# Task goal
Each record must be printed again exactly as given.

(Records contained in a dataset)
● ● ● ●
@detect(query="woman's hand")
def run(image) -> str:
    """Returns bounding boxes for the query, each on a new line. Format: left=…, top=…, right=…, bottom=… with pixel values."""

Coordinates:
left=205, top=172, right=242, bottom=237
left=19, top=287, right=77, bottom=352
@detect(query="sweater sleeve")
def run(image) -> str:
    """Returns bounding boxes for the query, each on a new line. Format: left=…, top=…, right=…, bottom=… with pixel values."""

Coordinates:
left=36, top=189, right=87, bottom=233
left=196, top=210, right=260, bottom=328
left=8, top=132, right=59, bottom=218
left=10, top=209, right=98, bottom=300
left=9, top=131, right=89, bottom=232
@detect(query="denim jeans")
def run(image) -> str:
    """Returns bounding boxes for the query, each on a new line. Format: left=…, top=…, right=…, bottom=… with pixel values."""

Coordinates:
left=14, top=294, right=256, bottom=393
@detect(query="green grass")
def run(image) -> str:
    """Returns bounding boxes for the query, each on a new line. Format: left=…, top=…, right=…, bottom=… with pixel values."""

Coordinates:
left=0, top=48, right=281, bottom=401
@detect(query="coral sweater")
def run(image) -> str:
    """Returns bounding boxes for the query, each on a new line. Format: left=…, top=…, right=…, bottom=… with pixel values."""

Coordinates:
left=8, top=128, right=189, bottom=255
● ● ● ●
# Task response
@detect(query="woman's hand")
def run(image) -> str:
    """Returns bounding boxes for the query, each on a new line. Format: left=…, top=…, right=…, bottom=… with pixel values."""

Coordinates:
left=205, top=172, right=242, bottom=237
left=19, top=287, right=77, bottom=352
@detect(query="sweater sleeve")
def run(image) -> str:
    """Returns bounding boxes for the query, each on a new line. Format: left=…, top=…, right=…, bottom=… with pixel values."""

Coordinates:
left=36, top=189, right=87, bottom=233
left=196, top=210, right=260, bottom=328
left=8, top=132, right=59, bottom=218
left=10, top=209, right=98, bottom=300
left=9, top=131, right=89, bottom=232
@detect(query="denim jeans")
def run(image) -> str:
    """Returns bounding boxes for the query, each on a new line. Format: left=…, top=…, right=…, bottom=… with pixel values."""

Coordinates:
left=14, top=294, right=256, bottom=393
@detect(query="green grass")
def run(image) -> str:
    """Returns bounding boxes for the query, each on a new line. Format: left=…, top=…, right=…, bottom=… with pixel values."""

Coordinates:
left=0, top=48, right=281, bottom=401
@detect(query="coral sweater")
def run(image) -> str:
    """Returns bounding boxes for the query, each on a new line. Format: left=…, top=…, right=…, bottom=… with pixel values."""

Coordinates:
left=8, top=128, right=189, bottom=255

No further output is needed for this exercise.